GIVEN REQUEST | Return, copied in full, each row below that contains the word "shorts".

STORED DATA |
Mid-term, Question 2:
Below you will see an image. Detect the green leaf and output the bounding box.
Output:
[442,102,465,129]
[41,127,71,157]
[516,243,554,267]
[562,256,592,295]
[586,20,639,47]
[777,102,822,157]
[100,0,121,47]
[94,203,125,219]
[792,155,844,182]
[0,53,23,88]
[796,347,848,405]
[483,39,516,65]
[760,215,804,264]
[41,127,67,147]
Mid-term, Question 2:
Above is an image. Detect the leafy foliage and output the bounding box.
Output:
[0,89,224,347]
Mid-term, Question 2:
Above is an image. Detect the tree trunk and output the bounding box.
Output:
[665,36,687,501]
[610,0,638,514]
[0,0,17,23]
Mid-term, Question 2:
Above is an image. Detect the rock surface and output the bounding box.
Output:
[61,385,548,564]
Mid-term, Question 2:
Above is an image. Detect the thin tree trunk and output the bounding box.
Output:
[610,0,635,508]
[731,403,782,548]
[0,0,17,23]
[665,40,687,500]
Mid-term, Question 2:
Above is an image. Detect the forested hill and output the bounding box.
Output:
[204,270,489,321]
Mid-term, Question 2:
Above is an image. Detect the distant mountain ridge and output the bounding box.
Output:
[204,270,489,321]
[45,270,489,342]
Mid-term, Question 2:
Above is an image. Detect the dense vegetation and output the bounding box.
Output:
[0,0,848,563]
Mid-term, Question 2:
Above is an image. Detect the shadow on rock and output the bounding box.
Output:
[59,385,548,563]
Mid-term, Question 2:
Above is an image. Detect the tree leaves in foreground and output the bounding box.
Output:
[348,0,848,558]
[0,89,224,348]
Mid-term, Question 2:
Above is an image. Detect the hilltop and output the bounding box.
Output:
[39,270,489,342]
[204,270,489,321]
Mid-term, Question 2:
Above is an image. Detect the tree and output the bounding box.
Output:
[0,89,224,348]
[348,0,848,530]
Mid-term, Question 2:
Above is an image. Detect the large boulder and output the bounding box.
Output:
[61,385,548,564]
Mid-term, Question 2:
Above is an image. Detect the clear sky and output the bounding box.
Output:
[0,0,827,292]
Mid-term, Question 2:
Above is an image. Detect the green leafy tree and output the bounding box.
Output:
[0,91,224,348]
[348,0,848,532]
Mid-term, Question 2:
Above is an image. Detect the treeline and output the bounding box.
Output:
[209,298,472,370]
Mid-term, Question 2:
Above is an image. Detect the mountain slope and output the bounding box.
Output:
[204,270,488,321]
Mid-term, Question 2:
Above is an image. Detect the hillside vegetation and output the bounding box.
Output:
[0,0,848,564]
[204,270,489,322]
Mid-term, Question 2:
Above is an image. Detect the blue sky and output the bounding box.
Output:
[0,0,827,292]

==

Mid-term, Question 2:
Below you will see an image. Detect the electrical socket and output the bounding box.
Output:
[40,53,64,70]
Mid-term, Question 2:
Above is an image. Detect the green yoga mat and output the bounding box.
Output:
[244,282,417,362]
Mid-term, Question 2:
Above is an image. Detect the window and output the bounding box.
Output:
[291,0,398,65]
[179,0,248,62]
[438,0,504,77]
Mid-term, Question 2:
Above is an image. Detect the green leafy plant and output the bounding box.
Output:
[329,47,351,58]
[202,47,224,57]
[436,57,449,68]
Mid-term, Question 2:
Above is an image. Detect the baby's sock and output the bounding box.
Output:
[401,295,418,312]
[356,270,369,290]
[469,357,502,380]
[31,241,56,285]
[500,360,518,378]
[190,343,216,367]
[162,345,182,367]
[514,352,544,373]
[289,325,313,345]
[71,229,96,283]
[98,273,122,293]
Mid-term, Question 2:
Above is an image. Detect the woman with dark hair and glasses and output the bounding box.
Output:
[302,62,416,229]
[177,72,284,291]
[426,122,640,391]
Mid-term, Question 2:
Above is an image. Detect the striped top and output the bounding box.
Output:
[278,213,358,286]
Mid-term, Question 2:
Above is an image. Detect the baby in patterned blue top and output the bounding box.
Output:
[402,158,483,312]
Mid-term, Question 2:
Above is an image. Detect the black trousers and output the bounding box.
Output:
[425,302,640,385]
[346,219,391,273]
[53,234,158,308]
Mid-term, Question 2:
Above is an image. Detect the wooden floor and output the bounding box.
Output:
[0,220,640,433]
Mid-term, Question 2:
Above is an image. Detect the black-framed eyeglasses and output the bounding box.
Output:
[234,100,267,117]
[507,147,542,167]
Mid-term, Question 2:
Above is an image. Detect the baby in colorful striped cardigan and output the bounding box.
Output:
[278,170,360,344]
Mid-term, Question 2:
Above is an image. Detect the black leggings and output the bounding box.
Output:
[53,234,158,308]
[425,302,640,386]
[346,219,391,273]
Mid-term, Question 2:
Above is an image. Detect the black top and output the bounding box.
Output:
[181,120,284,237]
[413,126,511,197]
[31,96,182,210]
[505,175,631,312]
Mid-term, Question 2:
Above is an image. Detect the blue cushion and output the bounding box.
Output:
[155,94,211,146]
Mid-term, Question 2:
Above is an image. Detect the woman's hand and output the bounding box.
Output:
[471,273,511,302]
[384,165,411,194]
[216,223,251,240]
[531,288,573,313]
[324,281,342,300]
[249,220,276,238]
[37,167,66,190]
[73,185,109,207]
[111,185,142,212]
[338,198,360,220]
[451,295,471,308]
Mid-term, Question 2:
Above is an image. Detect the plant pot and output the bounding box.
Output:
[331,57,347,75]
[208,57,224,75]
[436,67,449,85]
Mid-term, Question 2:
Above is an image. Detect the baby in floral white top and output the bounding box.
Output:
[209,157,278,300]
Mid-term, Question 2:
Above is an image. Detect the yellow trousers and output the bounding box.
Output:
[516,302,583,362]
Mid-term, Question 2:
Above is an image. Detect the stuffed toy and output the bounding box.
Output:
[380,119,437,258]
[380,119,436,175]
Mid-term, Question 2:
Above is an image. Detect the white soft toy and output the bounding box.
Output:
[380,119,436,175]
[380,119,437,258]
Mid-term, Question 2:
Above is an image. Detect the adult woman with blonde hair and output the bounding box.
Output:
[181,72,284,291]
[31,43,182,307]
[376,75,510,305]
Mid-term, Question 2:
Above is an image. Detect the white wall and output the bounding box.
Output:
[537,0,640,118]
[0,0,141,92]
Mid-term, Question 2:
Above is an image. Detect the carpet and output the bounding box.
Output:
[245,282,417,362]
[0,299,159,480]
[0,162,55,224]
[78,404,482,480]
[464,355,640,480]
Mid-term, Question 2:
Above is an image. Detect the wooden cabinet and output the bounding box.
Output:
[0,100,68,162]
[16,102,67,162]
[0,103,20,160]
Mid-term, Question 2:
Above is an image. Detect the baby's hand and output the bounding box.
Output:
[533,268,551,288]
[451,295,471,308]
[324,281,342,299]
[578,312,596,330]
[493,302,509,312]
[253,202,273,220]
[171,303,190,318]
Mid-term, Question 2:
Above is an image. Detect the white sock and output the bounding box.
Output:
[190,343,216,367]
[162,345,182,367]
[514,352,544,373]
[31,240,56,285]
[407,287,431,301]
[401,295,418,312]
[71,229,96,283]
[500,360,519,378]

...

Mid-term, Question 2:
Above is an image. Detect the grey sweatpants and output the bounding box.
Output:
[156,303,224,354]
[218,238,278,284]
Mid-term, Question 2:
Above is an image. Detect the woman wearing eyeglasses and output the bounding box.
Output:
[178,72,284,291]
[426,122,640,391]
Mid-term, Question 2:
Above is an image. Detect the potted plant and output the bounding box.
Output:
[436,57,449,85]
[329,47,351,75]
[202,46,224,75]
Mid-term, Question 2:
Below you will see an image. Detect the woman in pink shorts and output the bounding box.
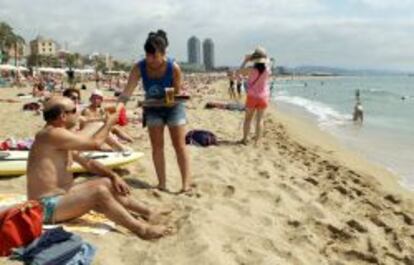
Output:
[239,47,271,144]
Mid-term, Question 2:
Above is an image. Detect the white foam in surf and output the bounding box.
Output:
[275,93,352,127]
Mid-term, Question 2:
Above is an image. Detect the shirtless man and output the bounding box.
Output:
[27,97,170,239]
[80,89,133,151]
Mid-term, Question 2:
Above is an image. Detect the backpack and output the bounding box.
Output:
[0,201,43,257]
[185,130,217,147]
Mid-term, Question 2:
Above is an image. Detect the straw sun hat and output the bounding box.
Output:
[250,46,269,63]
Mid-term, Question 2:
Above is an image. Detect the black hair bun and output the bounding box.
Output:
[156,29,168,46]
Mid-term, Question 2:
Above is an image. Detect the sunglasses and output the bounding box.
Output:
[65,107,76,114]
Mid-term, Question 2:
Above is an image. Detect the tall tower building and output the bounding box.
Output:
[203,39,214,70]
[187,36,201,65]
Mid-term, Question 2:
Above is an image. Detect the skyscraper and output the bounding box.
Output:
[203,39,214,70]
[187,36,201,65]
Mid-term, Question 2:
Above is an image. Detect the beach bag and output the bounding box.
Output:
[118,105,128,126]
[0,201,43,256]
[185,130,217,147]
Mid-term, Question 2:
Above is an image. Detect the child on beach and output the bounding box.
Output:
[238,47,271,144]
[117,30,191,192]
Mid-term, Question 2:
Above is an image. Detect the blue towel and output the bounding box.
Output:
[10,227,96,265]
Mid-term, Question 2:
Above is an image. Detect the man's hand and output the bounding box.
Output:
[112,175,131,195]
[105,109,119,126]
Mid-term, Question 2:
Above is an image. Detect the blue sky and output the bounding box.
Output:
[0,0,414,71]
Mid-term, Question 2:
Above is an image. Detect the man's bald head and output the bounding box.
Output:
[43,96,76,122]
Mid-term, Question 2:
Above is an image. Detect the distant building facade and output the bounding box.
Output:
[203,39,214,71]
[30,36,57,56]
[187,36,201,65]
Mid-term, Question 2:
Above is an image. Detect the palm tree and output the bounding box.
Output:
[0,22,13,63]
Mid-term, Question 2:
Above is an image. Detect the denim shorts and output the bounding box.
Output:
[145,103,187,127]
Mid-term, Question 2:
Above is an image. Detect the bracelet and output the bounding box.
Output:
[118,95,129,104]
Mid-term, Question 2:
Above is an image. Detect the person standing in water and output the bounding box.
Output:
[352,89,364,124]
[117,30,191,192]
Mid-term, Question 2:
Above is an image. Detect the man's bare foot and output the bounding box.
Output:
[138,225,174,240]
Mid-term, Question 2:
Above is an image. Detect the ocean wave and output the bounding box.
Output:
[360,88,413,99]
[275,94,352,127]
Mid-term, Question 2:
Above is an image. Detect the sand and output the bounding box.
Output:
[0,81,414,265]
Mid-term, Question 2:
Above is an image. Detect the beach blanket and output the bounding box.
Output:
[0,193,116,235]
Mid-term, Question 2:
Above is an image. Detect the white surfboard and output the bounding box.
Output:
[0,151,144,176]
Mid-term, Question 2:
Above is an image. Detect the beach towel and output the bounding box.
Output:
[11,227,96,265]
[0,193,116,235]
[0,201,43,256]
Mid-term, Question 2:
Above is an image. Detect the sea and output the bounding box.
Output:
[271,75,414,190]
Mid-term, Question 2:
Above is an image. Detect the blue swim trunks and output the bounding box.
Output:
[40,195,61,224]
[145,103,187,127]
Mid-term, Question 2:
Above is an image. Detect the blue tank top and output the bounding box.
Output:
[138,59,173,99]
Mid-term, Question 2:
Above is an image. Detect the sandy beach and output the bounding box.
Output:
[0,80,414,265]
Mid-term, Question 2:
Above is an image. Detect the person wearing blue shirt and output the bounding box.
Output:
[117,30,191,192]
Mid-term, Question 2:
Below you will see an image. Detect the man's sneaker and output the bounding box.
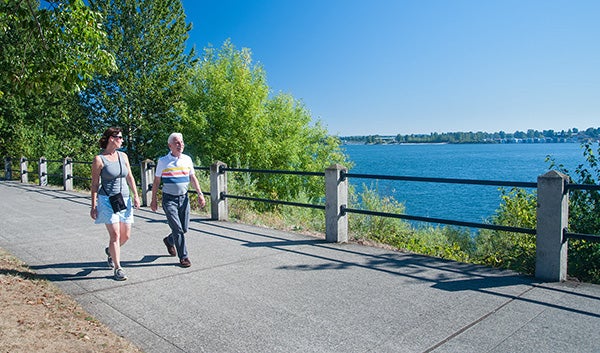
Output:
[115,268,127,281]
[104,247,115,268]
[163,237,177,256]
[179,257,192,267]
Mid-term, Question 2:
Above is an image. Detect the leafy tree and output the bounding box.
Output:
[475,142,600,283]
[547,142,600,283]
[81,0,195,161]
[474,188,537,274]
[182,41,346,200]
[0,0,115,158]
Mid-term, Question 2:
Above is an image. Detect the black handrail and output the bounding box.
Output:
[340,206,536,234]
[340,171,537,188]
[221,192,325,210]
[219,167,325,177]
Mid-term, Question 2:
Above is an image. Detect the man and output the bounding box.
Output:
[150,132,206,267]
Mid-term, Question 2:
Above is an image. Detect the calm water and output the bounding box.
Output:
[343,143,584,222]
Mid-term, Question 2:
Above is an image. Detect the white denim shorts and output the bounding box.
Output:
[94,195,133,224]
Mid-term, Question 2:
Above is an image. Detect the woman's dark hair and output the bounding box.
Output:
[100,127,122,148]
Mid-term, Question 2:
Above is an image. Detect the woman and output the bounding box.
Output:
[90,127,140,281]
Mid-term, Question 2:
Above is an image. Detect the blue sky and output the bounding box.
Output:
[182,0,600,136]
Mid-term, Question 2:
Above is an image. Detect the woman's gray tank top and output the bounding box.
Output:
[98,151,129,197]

FINISHED ANSWER |
Below you will see an image. Detect the woman in pink shorts and output the bounding box.
Above is an image. Detect the denim shorts and output the bounding box.
Above is an image. Detect the white denim shorts and output the bounding box.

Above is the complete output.